***** TEXT TO READ

Addressing the Byproducts of Proxies

How do we prevent refugees and foreign fighters from entering and targeting countries? We must allow refugees to escape and settle in our countries thereby showcasing the soft power of nations. This will allow the NATO-led hard power strategy to unfold. That is, the bombing of ISIL targets in Iraq and Syria. This highlights a long-term strategic advantage. The new challenge and threat to law enforcement agencies are about distinguishing between refugees’ motives. As influxes in European and North-American immigration occur, nations are faced with an overwhelming security concern. This forces us to consider how to identify and weed out potential members of ISIL who may infiltrate nations as disguised civilians.

The best way to prevent and deter future terrorist attacks is to separate or isolate the terrorists from the general populace. By weeding the insurgents out of legitimate refugees, we can eventually apply Mao Zedong’s theory, “insurgents are like fish in an ocean of people”. By separating the “ocean” (general populace) from the “fish” (insurgents), we will be able to determine the survival of the enemy insurgents/terrorists. So, how does one separate the populace ocean from the insurgent fish?

**********
***** EXTRACTED RECORDS

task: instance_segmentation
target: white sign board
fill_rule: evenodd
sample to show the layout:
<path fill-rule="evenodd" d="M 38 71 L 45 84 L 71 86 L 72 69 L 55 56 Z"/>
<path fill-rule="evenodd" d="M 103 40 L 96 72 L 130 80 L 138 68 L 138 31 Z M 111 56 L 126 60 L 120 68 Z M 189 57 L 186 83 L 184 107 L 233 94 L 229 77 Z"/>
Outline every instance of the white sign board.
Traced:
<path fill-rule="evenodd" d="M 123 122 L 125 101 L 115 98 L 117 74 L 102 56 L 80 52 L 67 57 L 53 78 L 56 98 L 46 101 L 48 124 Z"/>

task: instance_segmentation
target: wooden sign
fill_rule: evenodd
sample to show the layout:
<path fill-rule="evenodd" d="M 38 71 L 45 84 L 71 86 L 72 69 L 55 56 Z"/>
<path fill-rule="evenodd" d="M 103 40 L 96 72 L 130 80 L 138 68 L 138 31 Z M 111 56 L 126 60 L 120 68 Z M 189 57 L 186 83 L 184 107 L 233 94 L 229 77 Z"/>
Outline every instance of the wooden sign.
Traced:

**********

WRITTEN REQUEST 1
In the passage on the byproducts of proxies, what does the NATO-led hard power strategy consist of?
WRITTEN REQUEST 2
Carry on the passage on the byproducts of proxies, starting right after its final sentence.
The collected data is not required for any of this work.

RESPONSE 1
The bombing of ISIL targets in Iraq and Syria.

RESPONSE 2
We can achieve separation through the core strategy of the COIN doctrine: if we're able to win the hearts and minds of the general populace, then the general populace will do the job for us. Thus, we have to win the hearts and minds of the people. This is where soft power comes into play. Although hard power is vital to safeguard a nation’s interests, when we are confronted by an enemy with many different faces, we must explore other tools to combat the enemy through non-military means. As Sun Tzu reminds us, the supreme art of war is to subdue the enemy without fighting; eliminating the will to fight and destroying the spirit of the enemy’s potential to fight is paramount.

It is against this backdrop that we must come up with a strategy on how law enforcement agencies can prevent terrorists from infiltrating and/or exfiltrating western nations. Decisively, there is a method called “Spotter Force Multiplier Theory” (SFMT), which is a successful tradecraft in human intelligence also known as “Link Analysis”. That is, in any organization, albeit police, intelligence, military or even non-state organizations such gangs, mafia, drug cartel, or terrorist organization, you can only identify the members by using the organization's very own members. As we confront terrorist organizations, state security organizations come across and identify at least one genuine member. This member must be utilized as a “spotter” for governments to identify others. In other words, the member who is arrested and/or defected must undergo a brief rehabilitation process - instilling them with compassion and indoctrinating them with soft power contrary to aggressive interrogation techniques - and in turn, work for the state’s security agencies. As more individuals are found, the “spotter force multiplier” emerges and continues until the “big fish” is caught. The advantage of using SFMT is that we would have a complete picture and understanding of insider information regarding enemy organizations, that is, valuable tactical intelligence.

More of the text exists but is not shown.